Directions for this task: Render every one of the records below as a numbered list, skipping blank lines. Leave the pictures out.

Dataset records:

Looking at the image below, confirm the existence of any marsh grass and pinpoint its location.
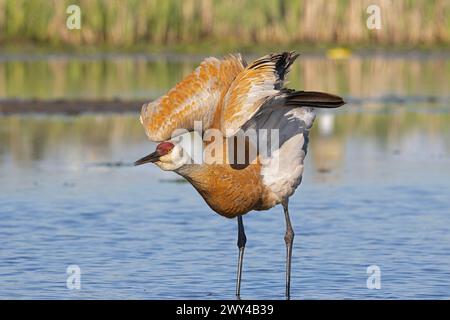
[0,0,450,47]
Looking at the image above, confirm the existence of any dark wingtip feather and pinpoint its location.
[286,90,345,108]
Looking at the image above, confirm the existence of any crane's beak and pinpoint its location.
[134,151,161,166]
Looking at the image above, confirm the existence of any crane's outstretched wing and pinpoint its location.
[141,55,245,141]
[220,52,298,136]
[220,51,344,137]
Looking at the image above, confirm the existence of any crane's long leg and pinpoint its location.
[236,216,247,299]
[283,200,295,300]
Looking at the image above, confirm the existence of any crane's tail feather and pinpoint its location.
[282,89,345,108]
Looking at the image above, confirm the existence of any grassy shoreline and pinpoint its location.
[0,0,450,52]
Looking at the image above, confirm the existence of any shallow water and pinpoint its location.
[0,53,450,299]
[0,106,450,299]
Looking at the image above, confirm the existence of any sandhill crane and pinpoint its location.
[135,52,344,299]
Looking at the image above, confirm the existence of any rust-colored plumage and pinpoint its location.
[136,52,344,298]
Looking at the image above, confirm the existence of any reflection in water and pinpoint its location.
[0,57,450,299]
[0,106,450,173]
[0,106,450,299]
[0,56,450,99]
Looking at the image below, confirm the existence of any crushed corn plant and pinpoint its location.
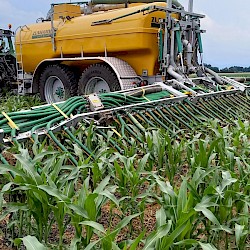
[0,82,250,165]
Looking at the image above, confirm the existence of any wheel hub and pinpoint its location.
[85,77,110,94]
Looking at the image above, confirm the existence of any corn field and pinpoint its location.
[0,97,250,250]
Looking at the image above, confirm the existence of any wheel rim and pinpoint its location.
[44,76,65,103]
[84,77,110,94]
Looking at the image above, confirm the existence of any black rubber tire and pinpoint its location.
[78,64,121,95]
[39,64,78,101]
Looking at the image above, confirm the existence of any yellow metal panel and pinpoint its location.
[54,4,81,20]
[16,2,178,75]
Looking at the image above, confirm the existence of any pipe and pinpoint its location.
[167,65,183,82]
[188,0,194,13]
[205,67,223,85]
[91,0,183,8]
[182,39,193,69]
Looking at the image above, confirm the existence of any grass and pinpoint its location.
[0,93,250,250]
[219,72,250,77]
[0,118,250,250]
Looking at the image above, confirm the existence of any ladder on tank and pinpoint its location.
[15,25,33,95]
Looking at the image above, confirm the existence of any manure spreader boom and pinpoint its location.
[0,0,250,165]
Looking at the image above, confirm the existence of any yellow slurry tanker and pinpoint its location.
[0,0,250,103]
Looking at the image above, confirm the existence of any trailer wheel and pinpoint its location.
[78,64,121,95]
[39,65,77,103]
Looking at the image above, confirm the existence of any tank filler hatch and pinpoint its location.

Output below:
1. Looking at the image below, confirm the existence of any marsh grass and pinpoint its location.
2. [0,0,450,47]
3. Looking at the image above, confirm the existence of any dark wingtip feather and pinpoint its location.
4. [286,90,345,108]
5. Looking at the image above, confirm the existence of any crane's beak and pinpoint its location.
6. [134,151,161,166]
7. Looking at the image above, confirm the existence of any crane's outstretched wing and pinpoint its location.
8. [141,55,245,141]
9. [220,52,298,136]
10. [220,51,344,137]
11. Looking at the image above, confirm the existence of any crane's long leg and pinpoint its location.
12. [236,216,247,299]
13. [283,200,295,300]
14. Looking at the image above, confirm the existence of any crane's tail feather and pinpoint its location.
15. [282,89,345,108]
16. Looking at the image above, confirm the existence of any grassy shoreline and pinpoint its location.
17. [0,0,450,52]
18. Looking at the image above, confirm the existence of any shallow water and pinpoint its location.
19. [0,53,450,299]
20. [0,106,450,299]
21. Looking at the image above, confirm the existence of any sandhill crane and pinpoint its location.
22. [135,52,344,299]
23. Looking at the image above, confirm the existence of any rust-colored plumage and pinpoint its location.
24. [136,52,344,298]
25. Looking at the image above, confirm the existence of any reflection in water and pinpoint its location.
26. [0,57,450,299]
27. [0,106,450,173]
28. [0,106,450,299]
29. [0,56,450,99]
30. Looking at the image below, confirm the existence of any crushed corn plant and pinpoint its location.
31. [0,82,250,165]
32. Looking at the image above, confirm the existence of any wheel hub and pinpoint its location.
33. [85,77,110,94]
34. Looking at the image above, confirm the existence of any corn field and pinpoint its location.
35. [0,97,250,250]
36. Looking at the image above, confirm the existence of any wheel rim and pinpoint its location.
37. [44,76,65,103]
38. [84,77,110,94]
39. Looking at the image above, confirm the existence of any black rubber tire and pinpoint its location.
40. [78,64,121,95]
41. [39,64,78,101]
42. Looking at the image above, confirm the existence of any yellow metal panel and pinpoint its location.
43. [54,4,81,20]
44. [16,2,178,75]
45. Looking at the image above, confirm the existence of any pipe and pinpoint its location.
46. [167,65,183,82]
47. [188,0,194,13]
48. [205,67,223,85]
49. [91,0,183,8]
50. [182,39,193,69]
51. Looking at the image above, confirm the existence of any grass and pinpoint its location.
52. [0,93,250,250]
53. [219,72,250,77]
54. [0,118,250,250]
55. Looking at the image above, confirm the existence of any ladder on tank and pinpoint its location.
56. [15,25,33,95]
57. Looking at the image above, confirm the existence of any manure spreader boom and pinpoint its location.
58. [0,0,250,165]
59. Looking at the image above, confirm the existence of any yellow slurry tanker and pinpoint its location.
60. [0,0,250,103]
61. Looking at the image above, confirm the existence of any trailer wheel and pinpoint its location.
62. [78,64,121,95]
63. [39,65,77,103]
64. Looking at the image above, confirm the existence of any tank filler hatch and pinpoint its location.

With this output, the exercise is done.